C++ Logo


Advanced search

[SG16] Comments on P1949R3: C++ Identifier Syntax using Unicode Standard Annex 31

From: Jens Maurer <Jens.Maurer_at_[hidden]>
Date: Tue, 21 Apr 2020 23:10:46 +0200
"Add an entry in clause 2 [intro.refs]:"

There are actually two entries added.

Further, the existing entry for UAX#29 is presented
differently. Is there a reason why the new entries
for UAX#31 and UAX#44 should deviate?


"Preprocessing identifier tokens lexically include all _identifier_s (5.10 [lex.name]) and _keyword_s (5.11 [lex.key])."

The underscores should be italics start/end HTML markers.

5.10 lex.name p1:
"An identifier shall conform to the NFC normalization specified in ISO/IEC 10646."

should probably come first. In an abstract sense, we first want NFC
before we check XID_Start and XID_Continue.


"Change: identifiers that were valid before, containing characters not present in UAX #44 properties XID_Start or XID_Continue, or in non-NFC normalization format, are now rejected."

Capital "I" for "Identifiers".

___

Your objective: Do these statements agree with the comments on P1949R3? For each, answer yes or no and quote the deciding words. (a) The proposal adds only a single entry to clause 2. (b) The underscores around "identifier" and "keyword" are meant to become italics markers. (c) The NFC requirement should be placed after the check for XID_Start and XID_Continue.

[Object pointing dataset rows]
___

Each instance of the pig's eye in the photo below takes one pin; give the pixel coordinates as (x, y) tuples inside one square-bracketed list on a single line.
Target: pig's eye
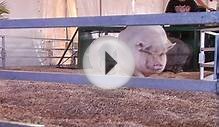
[(161, 54), (147, 51)]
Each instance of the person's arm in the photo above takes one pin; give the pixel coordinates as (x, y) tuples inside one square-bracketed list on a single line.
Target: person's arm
[(201, 3)]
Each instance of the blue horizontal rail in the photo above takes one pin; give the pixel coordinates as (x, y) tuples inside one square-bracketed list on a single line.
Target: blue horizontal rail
[(146, 19), (168, 84)]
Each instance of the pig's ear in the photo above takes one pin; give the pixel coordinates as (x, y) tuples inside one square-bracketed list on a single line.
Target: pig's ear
[(170, 45)]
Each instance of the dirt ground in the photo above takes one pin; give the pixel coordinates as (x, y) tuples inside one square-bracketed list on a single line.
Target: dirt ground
[(181, 75), (69, 105)]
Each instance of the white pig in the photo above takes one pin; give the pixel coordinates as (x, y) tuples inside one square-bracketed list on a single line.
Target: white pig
[(149, 45)]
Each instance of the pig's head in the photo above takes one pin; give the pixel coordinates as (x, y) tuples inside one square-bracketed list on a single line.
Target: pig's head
[(149, 45), (152, 58)]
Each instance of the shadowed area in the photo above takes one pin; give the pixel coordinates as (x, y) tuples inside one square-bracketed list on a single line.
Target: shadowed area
[(71, 105)]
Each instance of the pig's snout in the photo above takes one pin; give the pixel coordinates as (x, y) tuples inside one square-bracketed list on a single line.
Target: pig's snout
[(158, 67)]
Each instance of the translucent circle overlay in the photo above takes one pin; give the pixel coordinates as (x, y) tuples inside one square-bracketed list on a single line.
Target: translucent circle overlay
[(94, 63)]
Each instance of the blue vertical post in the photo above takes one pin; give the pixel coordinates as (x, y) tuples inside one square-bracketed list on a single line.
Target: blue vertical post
[(216, 62)]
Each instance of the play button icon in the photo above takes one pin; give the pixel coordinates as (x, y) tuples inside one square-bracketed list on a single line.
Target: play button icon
[(108, 63)]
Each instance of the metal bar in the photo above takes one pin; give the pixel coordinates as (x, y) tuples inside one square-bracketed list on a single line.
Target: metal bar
[(212, 33), (72, 39), (216, 67), (167, 84), (3, 52), (36, 38), (37, 57), (202, 55), (44, 49), (216, 59), (210, 29), (123, 20)]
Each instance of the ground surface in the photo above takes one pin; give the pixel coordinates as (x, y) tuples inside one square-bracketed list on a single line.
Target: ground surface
[(71, 105), (181, 75)]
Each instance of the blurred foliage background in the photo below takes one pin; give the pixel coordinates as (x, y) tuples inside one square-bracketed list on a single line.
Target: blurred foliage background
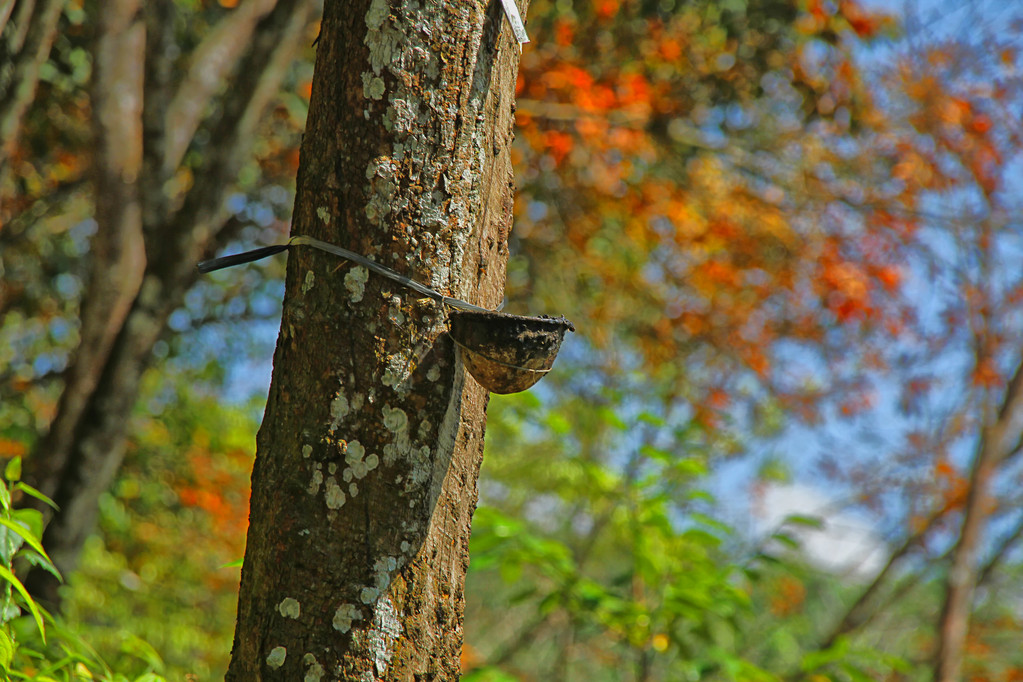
[(787, 231)]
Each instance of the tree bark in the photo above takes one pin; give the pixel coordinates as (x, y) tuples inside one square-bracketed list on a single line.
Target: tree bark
[(365, 475)]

___

Full response:
(a) No: "There are actually two entries added."
(b) Yes: "The underscores should be italics start/end HTML markers."
(c) No: "we first want NFC before we check XID_Start and XID_Continue."